* _作業内容 1_:
後に示す映画「ニュースの真相」についての抜粋と次の記述(a)〜(c)を照らし合わせ、それぞれ合っているかを「はい」か「いいえ」で答えてください。判断の決め手となる抜粋の語句も、そのまま引用して添えてください。
(a) 「60Minutes II」の放送は2005年9月まで続いた。
(b) アンドルー・ヘイワードは「60Minutes II」のプロデューサーである。
(c) ダン・ラザーは1966年にホワイトハウス担当記者になった。

:: 抜粋 ::

ニュースの真相
ブッシュ大統領の過去を暴く報道に関する一部始終を映画化したものです。実際の時代背景と照らし合わせながら、映画の内容について記載。不祥事の真相を記載しました。何を信じればいいのかわからなくなります。この映画さえも偏った見方ではないかと思ってしまうのですが、思い込みや結論ありきは、真実が見えなくなってしまうということは理解できました。
これが本当ならば、大統領や政治の力は恐ろしいと思いました。
ジョージ・W・ブッシュ
第43第アメリカ合衆国大統領(2001年~2009年)、父は第41代アメリカ合衆国大統領ジョージ・H・W・ブッシュである。
1968年、ベトナム戦闘中、テキサス空軍州兵となる。1972年、共和党の選挙活動に取り組むためにアラバマ空軍州兵に転任する。1973年、ハーバードビジネススクールに通い、MBAを取得後、テキサスの石油工業会社に入社。
下院議員選挙落選後、テキサス・レンジャーズを共同所有など実業家として成功し、1994年テキサス知事となる。
2001年同時多発テロ後、アフガン侵攻、2003年イラク侵攻、2004年にはジョン・ケリーに差をつけて、大統領に再選される。
60 Minutes
1968年からアメリカCBSテレビが放送するドキュメンタリーテレビ番組。60 Minutesの姉妹番組である「60Minutes II」は1999年~2005年9月まで放送された。放送終了の理由は、まさにこの映画で描かれている事実が影響している。
アンドルー・ヘイワードはCBSニュース社長。
J・ハワードとM・マーフィーは「60Minutes II」のプロデューサー。J・ハワードとM・マーフィーはこの不祥事の後、辞職している。
メアリー・メイプス
アメリカのジャーナリストで、CBSニュースのプロデューサー。エミー賞2回、アブグレイブ刑務所の捕虜虐待を暴いた。「60 Minutes」でブッシュ大統領のネタを取り上げようとしていた。
2004年アブグレイブ刑務所捕虜虐待事件(CBSで報道)
イラク人捕虜暴行でアメリカ軍6人が起訴され、指揮系統の上層部も処分を受け、イラク合同作戦本部キミット准将が記者会見を行う。
ダン・ラザー
2004年までのダン・ラザーの輝かしい経歴は以下の通りである。
1963年、ジョン・F・ケネディ大統領暗殺事件を世界でいち早くスクープ。
1966年、ホワイトハウス担当記者となる。

:::
:: 入力データ ::

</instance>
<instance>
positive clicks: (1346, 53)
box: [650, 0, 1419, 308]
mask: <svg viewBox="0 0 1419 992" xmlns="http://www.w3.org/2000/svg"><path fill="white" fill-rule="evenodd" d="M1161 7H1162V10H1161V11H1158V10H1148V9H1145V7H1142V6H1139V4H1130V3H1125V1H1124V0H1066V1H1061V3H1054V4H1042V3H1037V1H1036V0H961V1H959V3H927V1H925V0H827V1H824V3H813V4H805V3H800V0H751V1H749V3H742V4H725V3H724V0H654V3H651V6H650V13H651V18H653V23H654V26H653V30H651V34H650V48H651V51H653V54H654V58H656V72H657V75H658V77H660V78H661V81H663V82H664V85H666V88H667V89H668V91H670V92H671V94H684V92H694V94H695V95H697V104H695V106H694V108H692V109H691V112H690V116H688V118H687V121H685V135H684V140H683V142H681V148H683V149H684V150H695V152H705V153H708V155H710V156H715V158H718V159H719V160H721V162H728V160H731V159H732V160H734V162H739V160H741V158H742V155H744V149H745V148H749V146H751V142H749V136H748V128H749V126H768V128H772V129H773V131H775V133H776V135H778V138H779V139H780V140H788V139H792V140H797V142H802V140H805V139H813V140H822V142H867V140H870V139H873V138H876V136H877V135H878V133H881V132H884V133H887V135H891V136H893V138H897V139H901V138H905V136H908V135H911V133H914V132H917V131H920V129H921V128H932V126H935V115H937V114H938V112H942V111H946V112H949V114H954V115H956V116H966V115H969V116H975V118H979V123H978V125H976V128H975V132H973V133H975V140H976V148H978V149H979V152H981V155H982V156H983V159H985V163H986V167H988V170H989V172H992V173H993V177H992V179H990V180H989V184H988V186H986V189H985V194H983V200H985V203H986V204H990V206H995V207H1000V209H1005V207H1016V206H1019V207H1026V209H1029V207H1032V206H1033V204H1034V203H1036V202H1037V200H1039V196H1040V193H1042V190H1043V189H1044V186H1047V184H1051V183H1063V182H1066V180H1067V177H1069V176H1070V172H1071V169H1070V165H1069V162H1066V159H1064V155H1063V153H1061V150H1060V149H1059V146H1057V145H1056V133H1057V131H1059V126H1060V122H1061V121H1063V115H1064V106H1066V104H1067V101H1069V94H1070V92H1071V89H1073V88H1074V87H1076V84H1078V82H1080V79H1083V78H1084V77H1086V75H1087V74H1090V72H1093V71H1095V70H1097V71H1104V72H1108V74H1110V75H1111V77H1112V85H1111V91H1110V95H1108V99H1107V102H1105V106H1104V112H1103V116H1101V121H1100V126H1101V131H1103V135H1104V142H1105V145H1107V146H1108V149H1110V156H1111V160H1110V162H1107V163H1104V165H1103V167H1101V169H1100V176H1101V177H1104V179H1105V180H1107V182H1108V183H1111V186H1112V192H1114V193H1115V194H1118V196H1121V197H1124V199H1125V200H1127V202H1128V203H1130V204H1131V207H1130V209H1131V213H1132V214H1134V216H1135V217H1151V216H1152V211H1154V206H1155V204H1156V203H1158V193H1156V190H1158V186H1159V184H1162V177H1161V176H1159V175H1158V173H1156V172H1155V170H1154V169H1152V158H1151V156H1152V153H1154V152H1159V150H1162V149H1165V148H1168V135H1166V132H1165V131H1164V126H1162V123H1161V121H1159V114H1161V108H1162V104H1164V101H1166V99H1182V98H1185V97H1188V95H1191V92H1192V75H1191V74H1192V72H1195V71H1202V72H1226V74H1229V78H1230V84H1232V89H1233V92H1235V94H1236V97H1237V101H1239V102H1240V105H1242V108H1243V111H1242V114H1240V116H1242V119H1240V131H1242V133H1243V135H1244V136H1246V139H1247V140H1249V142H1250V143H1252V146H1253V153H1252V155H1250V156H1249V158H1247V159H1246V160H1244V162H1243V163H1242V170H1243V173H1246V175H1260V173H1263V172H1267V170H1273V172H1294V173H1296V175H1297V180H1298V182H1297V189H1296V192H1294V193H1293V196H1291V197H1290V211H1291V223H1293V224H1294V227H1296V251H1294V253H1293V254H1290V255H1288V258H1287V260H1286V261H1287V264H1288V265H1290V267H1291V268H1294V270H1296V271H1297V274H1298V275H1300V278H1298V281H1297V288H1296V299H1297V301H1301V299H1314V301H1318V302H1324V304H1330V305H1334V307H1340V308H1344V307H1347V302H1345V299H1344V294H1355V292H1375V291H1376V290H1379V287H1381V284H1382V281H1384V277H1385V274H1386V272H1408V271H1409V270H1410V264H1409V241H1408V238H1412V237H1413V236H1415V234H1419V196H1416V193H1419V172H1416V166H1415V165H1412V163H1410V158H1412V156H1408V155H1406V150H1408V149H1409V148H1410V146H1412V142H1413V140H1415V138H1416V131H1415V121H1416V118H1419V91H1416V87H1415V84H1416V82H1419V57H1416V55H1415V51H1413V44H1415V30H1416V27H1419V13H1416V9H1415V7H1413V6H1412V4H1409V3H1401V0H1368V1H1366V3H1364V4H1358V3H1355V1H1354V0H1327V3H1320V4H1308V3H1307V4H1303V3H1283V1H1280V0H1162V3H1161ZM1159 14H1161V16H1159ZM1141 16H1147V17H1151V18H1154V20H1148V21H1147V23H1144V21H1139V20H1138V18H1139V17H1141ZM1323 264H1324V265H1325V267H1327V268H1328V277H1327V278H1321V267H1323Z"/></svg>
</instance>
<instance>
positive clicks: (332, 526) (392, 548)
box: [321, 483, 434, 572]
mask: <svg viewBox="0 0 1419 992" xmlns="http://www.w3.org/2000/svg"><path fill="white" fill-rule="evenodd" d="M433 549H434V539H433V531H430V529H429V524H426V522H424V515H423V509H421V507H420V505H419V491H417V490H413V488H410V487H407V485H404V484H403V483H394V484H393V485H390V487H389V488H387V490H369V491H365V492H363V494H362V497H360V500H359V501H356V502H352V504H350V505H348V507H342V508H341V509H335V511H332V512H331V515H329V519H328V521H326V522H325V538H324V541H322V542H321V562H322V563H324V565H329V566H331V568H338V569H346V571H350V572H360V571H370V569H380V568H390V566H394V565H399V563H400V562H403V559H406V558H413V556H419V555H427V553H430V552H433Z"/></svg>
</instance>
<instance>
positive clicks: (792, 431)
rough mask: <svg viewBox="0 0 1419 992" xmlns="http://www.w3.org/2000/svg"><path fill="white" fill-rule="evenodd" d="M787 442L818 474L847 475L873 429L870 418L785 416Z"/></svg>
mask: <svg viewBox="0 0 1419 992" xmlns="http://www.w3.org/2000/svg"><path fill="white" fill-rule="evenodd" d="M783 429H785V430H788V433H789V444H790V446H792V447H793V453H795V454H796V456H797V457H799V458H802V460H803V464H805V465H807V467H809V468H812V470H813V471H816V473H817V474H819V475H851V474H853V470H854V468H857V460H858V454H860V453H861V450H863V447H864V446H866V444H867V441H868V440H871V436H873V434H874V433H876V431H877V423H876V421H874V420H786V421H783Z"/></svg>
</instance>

:::

* _作業内容 2_: 上の記録のうち、先頭の行から「box: [650, 0, 1419, 308]」を含む行までを両端も含めて一字一句そのまま書き写してください。

* _解答 1_:
(a) はい。『「60Minutes II」は1999年~2005年9月まで放送された』
(b) いいえ。『アンドルー・ヘイワードはCBSニュース社長。』
(c) はい。『1966年、ホワイトハウス担当記者となる。』

* _解答 2_:
</instance>
<instance>
positive clicks: (1346, 53)
box: [650, 0, 1419, 308]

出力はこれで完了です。